* EXERCISE *
Only lines holding the word "position" are wanted from the records; copy all of them.

* LISTED RECORDS *
# # # #

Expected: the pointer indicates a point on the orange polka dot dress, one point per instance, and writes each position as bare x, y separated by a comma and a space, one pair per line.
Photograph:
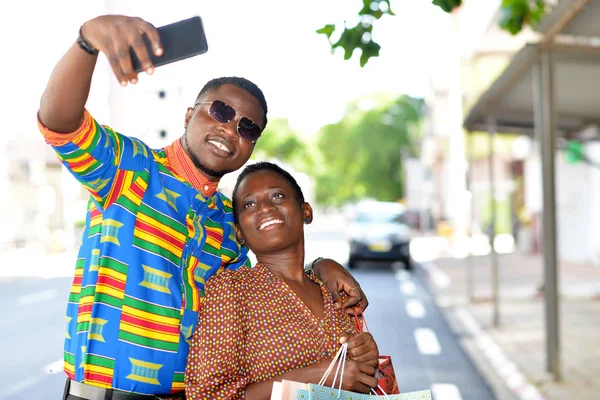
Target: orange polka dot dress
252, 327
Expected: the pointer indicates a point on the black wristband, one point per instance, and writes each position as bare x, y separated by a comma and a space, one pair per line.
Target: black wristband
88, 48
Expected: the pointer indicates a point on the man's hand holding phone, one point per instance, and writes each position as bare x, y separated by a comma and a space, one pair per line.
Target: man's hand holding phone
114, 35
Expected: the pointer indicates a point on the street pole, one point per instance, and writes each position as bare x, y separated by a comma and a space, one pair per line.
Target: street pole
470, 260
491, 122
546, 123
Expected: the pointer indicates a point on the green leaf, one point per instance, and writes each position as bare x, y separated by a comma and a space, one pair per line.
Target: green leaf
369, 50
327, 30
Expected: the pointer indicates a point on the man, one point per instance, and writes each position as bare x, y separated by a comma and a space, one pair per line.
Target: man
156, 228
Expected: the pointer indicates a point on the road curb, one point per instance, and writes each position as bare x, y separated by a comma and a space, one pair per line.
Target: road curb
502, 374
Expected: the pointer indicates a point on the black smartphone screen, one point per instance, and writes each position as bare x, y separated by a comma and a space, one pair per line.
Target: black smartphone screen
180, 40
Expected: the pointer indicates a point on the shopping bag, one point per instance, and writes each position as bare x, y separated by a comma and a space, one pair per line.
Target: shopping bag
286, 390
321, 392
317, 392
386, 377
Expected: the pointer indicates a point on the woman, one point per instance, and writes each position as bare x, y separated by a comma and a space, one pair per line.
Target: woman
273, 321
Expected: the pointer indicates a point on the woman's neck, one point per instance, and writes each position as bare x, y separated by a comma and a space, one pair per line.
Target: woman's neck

# # # #

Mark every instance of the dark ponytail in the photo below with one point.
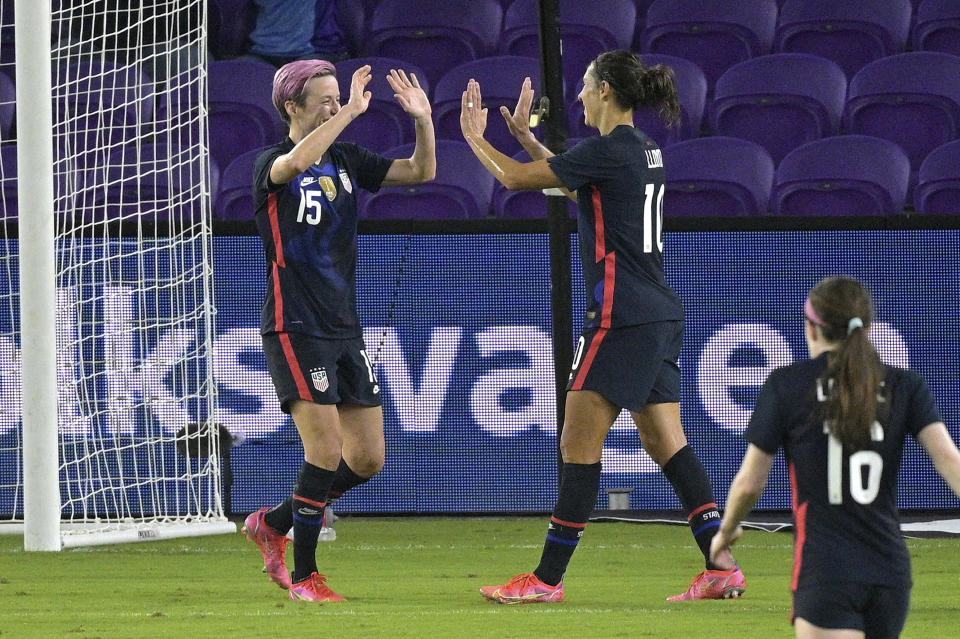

# # # #

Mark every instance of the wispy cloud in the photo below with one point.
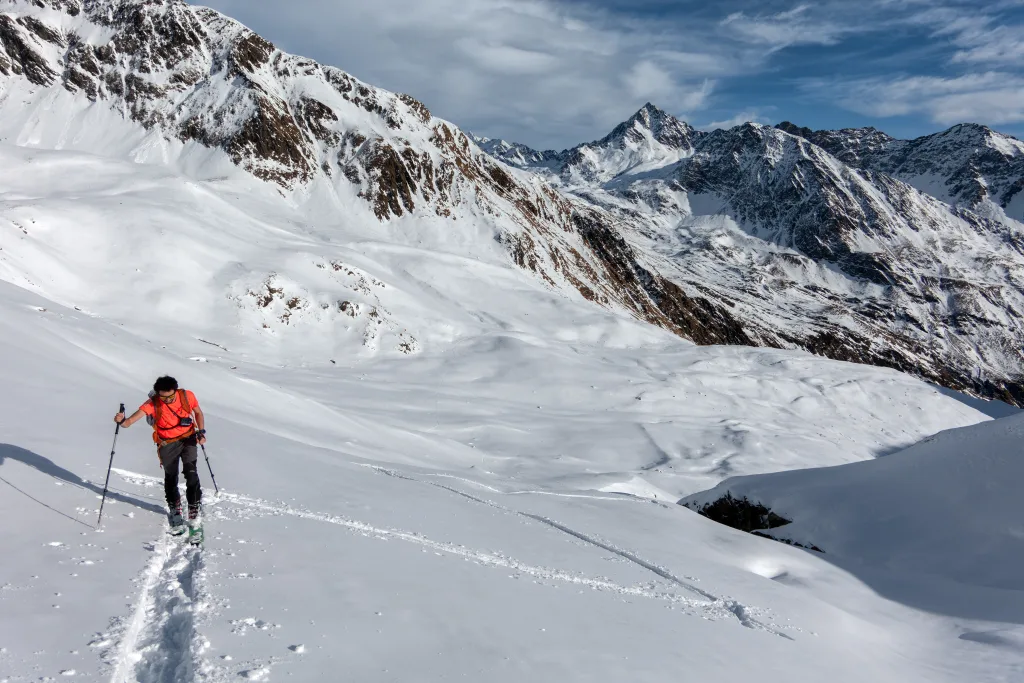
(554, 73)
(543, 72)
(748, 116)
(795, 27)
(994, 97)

# # # #

* RESULT OF THIS EXERCISE *
Expected: the pointer indicates a point on the orange polka dot dress, one point per instance, and writes each position as bare x, y separated by a comma and a space, one pair per line.
Expected: the pointer indicates a point on the black wristband, one point per instance, and writes each position as bare x, y separated by a comma and a space, one pair per line.
Expected: the pointer indicates a point on the man's hand holding phone, one point per instance, and writes each position as bare x, y separated by a comma and a space, one pair per line.
Expected: the pointer indicates a point on the street pole, one point per instance, and writes each position as bare x, y separated by a comma and a space, one pair per line.
Expected: the pointer indicates a point on the green leaf, one point per instance, and writes each position as bare x, y separated by a comma and a space, one pair per line.
Expected: the pointer indicates a point on the man, one point per instance, and writes each position as bare x, y separated by a comma and a space, one pair per line.
Expected: the pointer indicates a point on the road curb, one point per instance, and writes each position as bare x, y separated by a comma and a space, one pair per line.
Expected: the pointer indicates a point on the black smartphone screen, one point per instance, and writes each position as bare x, y separated by a comma and a space, one pair per line.
Expected: the pointer indicates a point on the shopping bag, one point per instance, and writes each position as bare x, y separated by a comma and a space, one pair per line.
Expected: the pointer indicates a point on the woman, one point per instance, and writes each position as bare x, y separated by a comma and a space, one pair per line.
Expected: the pointer indicates a point on the woman's neck, one point per instance, and writes each position as bare x, y separated by a comma and a space, one pair per line.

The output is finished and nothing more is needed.